_WHAT YOU WILL DO_
Repeat the material verbatim and drop the pictures.

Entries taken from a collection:
──────────────────────────────

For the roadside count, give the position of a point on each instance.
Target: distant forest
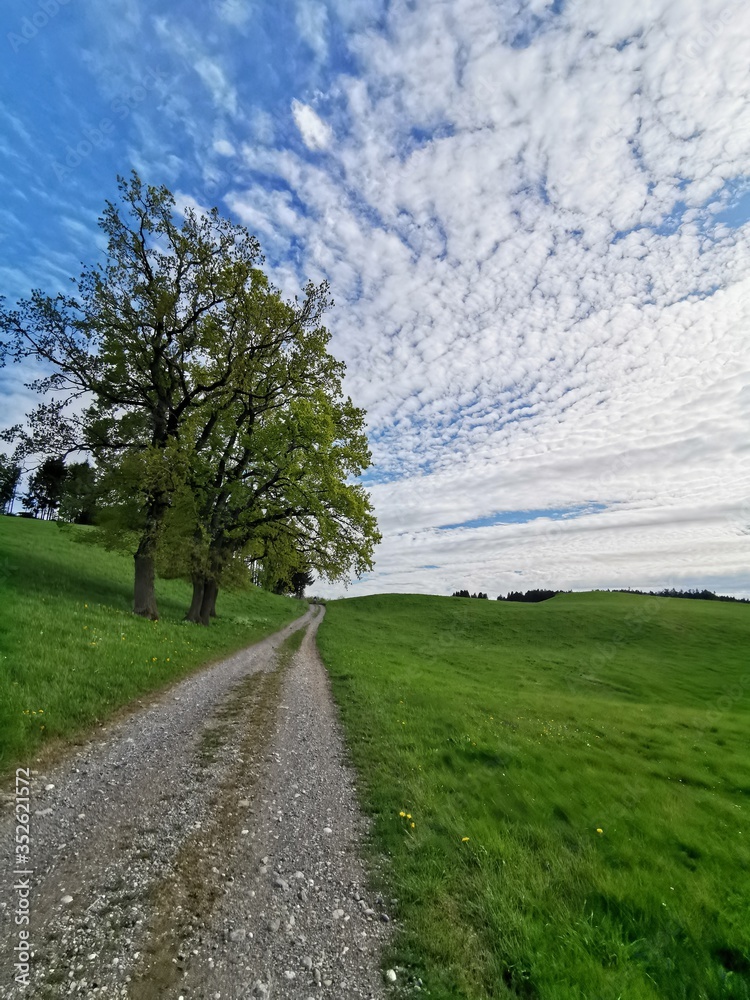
(530, 597)
(694, 595)
(535, 596)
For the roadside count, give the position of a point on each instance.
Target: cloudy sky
(535, 218)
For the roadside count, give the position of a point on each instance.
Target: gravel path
(205, 847)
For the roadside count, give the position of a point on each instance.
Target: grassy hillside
(563, 789)
(71, 652)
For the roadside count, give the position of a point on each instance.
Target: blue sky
(535, 217)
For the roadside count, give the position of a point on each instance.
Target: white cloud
(222, 91)
(316, 134)
(532, 331)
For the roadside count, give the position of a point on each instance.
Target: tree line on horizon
(218, 444)
(529, 596)
(536, 596)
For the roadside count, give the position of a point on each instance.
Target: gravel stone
(190, 801)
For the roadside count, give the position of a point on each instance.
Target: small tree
(78, 500)
(45, 488)
(10, 474)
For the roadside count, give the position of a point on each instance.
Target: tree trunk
(194, 612)
(144, 594)
(208, 607)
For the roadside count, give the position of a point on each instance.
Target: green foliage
(71, 652)
(217, 409)
(45, 488)
(10, 474)
(593, 750)
(78, 500)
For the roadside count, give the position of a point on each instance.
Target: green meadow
(71, 652)
(561, 790)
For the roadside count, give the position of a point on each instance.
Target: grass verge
(562, 789)
(71, 652)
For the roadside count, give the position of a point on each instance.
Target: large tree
(171, 356)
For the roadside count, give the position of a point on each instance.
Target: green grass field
(71, 652)
(562, 790)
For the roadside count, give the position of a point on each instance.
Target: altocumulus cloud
(316, 134)
(531, 217)
(534, 218)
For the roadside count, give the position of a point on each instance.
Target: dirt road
(205, 847)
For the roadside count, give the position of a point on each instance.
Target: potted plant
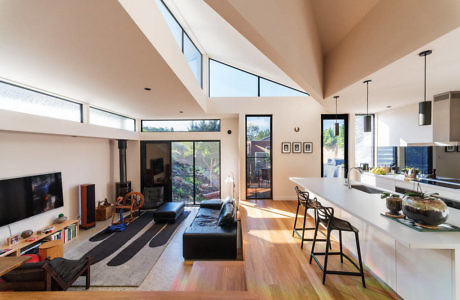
(394, 203)
(425, 209)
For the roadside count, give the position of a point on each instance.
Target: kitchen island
(417, 265)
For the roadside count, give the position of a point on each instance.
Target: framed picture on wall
(285, 147)
(307, 147)
(296, 147)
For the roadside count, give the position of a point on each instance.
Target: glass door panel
(207, 170)
(334, 154)
(182, 172)
(258, 157)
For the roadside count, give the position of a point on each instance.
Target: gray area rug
(132, 272)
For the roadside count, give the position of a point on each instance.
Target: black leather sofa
(205, 239)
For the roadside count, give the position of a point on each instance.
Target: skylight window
(108, 119)
(188, 48)
(228, 81)
(20, 99)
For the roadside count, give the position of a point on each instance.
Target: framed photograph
(307, 147)
(285, 147)
(296, 147)
(11, 240)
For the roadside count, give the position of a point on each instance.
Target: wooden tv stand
(62, 227)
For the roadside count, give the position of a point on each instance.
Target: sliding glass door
(334, 149)
(195, 170)
(258, 157)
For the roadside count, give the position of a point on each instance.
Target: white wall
(81, 160)
(399, 126)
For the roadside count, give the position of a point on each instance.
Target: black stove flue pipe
(124, 186)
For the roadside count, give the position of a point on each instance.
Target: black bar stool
(304, 200)
(325, 215)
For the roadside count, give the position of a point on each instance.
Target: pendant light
(336, 125)
(367, 118)
(424, 107)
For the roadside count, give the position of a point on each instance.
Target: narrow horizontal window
(108, 119)
(20, 99)
(180, 125)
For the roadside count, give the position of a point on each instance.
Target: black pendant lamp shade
(367, 118)
(424, 107)
(336, 125)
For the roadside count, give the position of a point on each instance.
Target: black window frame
(112, 113)
(257, 76)
(246, 154)
(48, 95)
(346, 129)
(153, 120)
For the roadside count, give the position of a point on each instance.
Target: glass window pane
(193, 57)
(364, 142)
(175, 28)
(103, 118)
(258, 157)
(181, 126)
(207, 170)
(225, 81)
(333, 149)
(23, 100)
(272, 89)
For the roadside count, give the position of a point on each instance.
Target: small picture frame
(11, 240)
(307, 147)
(285, 147)
(296, 147)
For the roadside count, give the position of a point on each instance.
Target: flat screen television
(25, 197)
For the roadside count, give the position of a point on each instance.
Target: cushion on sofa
(226, 215)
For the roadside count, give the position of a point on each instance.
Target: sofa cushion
(226, 215)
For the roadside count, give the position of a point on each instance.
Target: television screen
(24, 197)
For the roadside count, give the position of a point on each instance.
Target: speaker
(87, 205)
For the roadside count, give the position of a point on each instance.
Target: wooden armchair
(130, 202)
(48, 275)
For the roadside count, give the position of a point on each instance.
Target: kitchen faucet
(347, 179)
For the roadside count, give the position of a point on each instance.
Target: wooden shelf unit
(16, 248)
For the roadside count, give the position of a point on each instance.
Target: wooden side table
(51, 249)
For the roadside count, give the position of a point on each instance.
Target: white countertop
(367, 207)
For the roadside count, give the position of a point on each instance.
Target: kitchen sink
(366, 189)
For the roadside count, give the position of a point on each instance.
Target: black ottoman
(168, 212)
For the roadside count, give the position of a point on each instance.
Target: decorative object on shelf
(26, 233)
(60, 219)
(296, 147)
(394, 204)
(285, 147)
(411, 173)
(425, 209)
(11, 240)
(307, 147)
(336, 125)
(424, 107)
(367, 118)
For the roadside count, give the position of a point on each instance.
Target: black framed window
(334, 149)
(188, 48)
(228, 81)
(259, 160)
(21, 99)
(208, 125)
(104, 118)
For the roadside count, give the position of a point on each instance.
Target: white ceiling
(401, 83)
(220, 41)
(90, 51)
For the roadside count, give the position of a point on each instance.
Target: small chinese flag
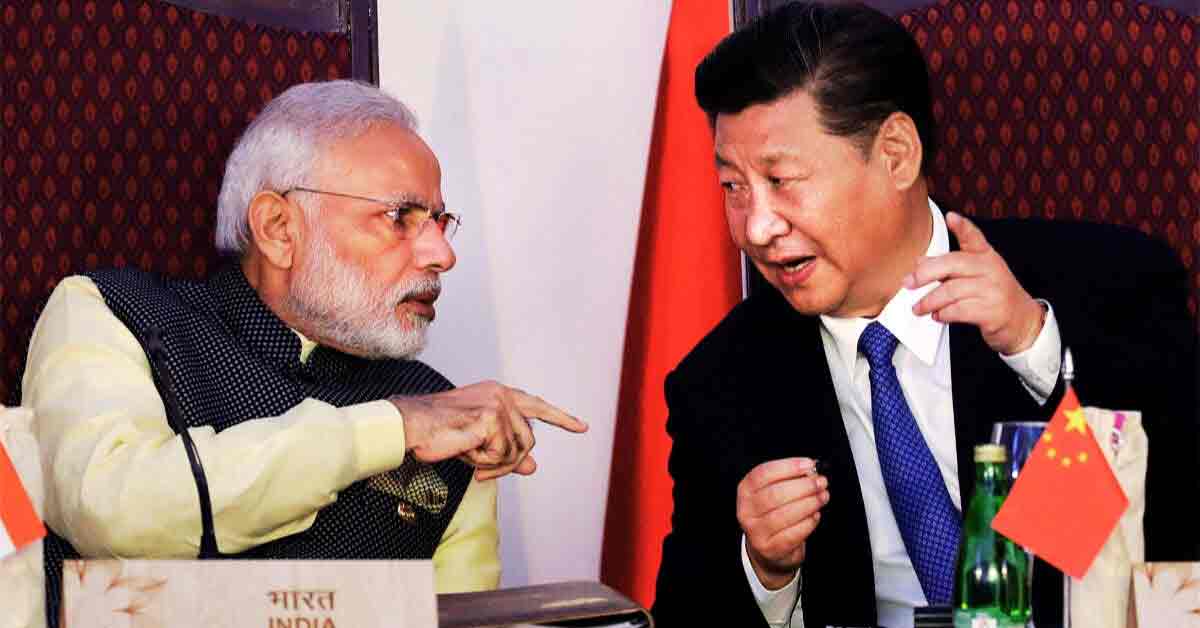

──────────────────────────────

_SOLUTION TO THIS PROBLEM_
For the roadside count, give the position of a point on each instance.
Target: distant forest
(530, 597)
(694, 595)
(535, 596)
For the roadside count, give the position of a point on each instance.
Target: cloudy sky
(535, 218)
For the roadside count, give the position of a point on each instance.
Target: gravel path
(205, 847)
For the roadside count, give the position of a point on each instance.
Target: grassy hillside
(563, 789)
(71, 652)
For the roadside count, give the position of a point on each instance.
Target: blue sky
(535, 217)
For the roadside count, give the position of a point on each instance.
Target: white cloud
(222, 91)
(316, 134)
(532, 331)
For the roadside count, give the position of a point on each instance.
Target: tree line on horizon
(218, 444)
(529, 596)
(536, 596)
For the roadside count, give the position of a point on each instance.
Target: gravel stone
(190, 801)
For the roadside count, give the position of a point on each instance.
Target: small tree
(78, 500)
(45, 488)
(10, 474)
For the roadside count, give the position of a point on each instance.
Target: tree trunk
(194, 612)
(144, 594)
(208, 607)
For the roadside count, give the position of a point on each instance.
Target: green foliage
(71, 652)
(217, 409)
(45, 488)
(10, 474)
(593, 750)
(78, 500)
For the roadside count, give the position of a point on each instance.
Target: green meadow
(71, 652)
(561, 790)
For the roadside count, give the position of a point on each instance.
Target: grass verge
(562, 789)
(71, 652)
For the roadside count, give the position of a point on each instance.
Target: large tree
(171, 356)
For the roadside count, give the position of a point on each instance.
Target: green grass field
(71, 652)
(562, 790)
For the roadside count, give the position of a point on each instance.
Target: altocumulus cloud
(316, 134)
(531, 217)
(534, 218)
For the roadside count, give the position of a point on each instance.
Target: dirt road
(205, 847)
For the roadside count, give the position of a point on each instance.
Target: potted plant
(394, 203)
(425, 209)
For the roadside count, give the position of a point on each instance.
Target: kitchen island
(417, 265)
For the roadside count, give the position of a point on each instance.
Target: framed picture on wall
(285, 147)
(307, 147)
(296, 147)
For the roadside count, give the position of a point on each instance.
Target: glass door panel
(207, 170)
(334, 154)
(182, 172)
(258, 157)
For the roadside count, give the position of a point on each instance.
Target: gray area rug
(132, 272)
For the roadside count, give the position of a point on each instance.
Target: black leather sofa
(205, 239)
For the roadside count, give the position of a point on each instance.
Target: skylight window
(108, 119)
(188, 48)
(228, 81)
(20, 99)
For the roadside count, give the position of a point on each instance.
Target: framed photograph
(307, 147)
(285, 147)
(296, 147)
(11, 240)
For the roadside count, give the position of a point on each instance.
Target: wooden tv stand
(62, 227)
For the roadside count, give the position of a point on each instance.
Target: sliding glass door
(334, 149)
(195, 170)
(258, 157)
For the roadside count, give the position of a point on each instance.
Target: white wall
(81, 160)
(399, 126)
For the roadside count, give the position of a point on each instance.
Target: black stove flue pipe
(124, 186)
For the roadside count, give the position of a point on each instance.
Target: black bar stool
(304, 200)
(325, 215)
For the roadside count, give the position of a point on each instance.
Target: pendant light
(336, 125)
(367, 118)
(424, 107)
For the roadside count, give the position of a point on each instance.
Target: narrow horizontal window
(108, 119)
(20, 99)
(180, 125)
For the roadside count, give the position of a point on each instance.
Target: black pendant lamp shade
(367, 118)
(424, 107)
(336, 125)
For the roadside count, give the position of a point on each instance.
Target: black window frame
(112, 113)
(257, 76)
(246, 154)
(48, 95)
(346, 129)
(153, 120)
For the roadside count, give the position of a point on each instance.
Target: glass window pane
(193, 57)
(364, 142)
(175, 28)
(103, 118)
(258, 157)
(181, 126)
(207, 170)
(225, 81)
(333, 149)
(23, 100)
(272, 89)
For the roadside count, give the position of a point on each instance.
Target: small picture frame
(11, 240)
(307, 147)
(285, 147)
(296, 147)
For the roadside count, give the position of a point on each instance.
Target: flat screen television
(25, 197)
For the roadside count, give the position of a point on each instance.
Target: cushion on sofa
(226, 215)
For the roadside count, give the position of a point on each instance.
Target: sofa cushion
(226, 215)
For the roadside count, give the position of a point on each instance.
Target: television screen
(24, 197)
For the roadside count, give the position of a point on each instance.
Target: speaker
(87, 205)
For the roadside count, give the position of a point on each instance.
Target: wooden armchair
(130, 202)
(48, 275)
For the roadside count, give the position of a point on each instance.
Target: kitchen faucet
(347, 179)
For the roadside count, give the position of a point on each instance.
Target: wooden shelf unit
(16, 248)
For the roadside count, give the position of a point on each instance.
Target: wooden side table
(51, 249)
For the roadside count, give the position of a point on each instance.
Target: white countertop
(367, 207)
For the roadside count, give the position of a point on each instance.
Target: kitchen sink
(366, 189)
For the roadside count, give the position of a point on each instance.
Target: black ottoman
(168, 212)
For the roadside count, give the position of a point on each instance.
Target: decorative object on shelf
(26, 233)
(60, 219)
(296, 147)
(394, 204)
(285, 147)
(411, 173)
(425, 209)
(11, 240)
(307, 147)
(336, 125)
(424, 107)
(367, 118)
For the roadside count, give the position of a point on each instance.
Target: black framed window
(334, 149)
(188, 48)
(228, 81)
(259, 160)
(21, 99)
(208, 125)
(104, 118)
For the roadside count, give the position of a point on each instance.
Target: white ceiling
(401, 83)
(220, 41)
(90, 51)
For the roadside count, give the position of a point on each instance.
Target: small chinese flag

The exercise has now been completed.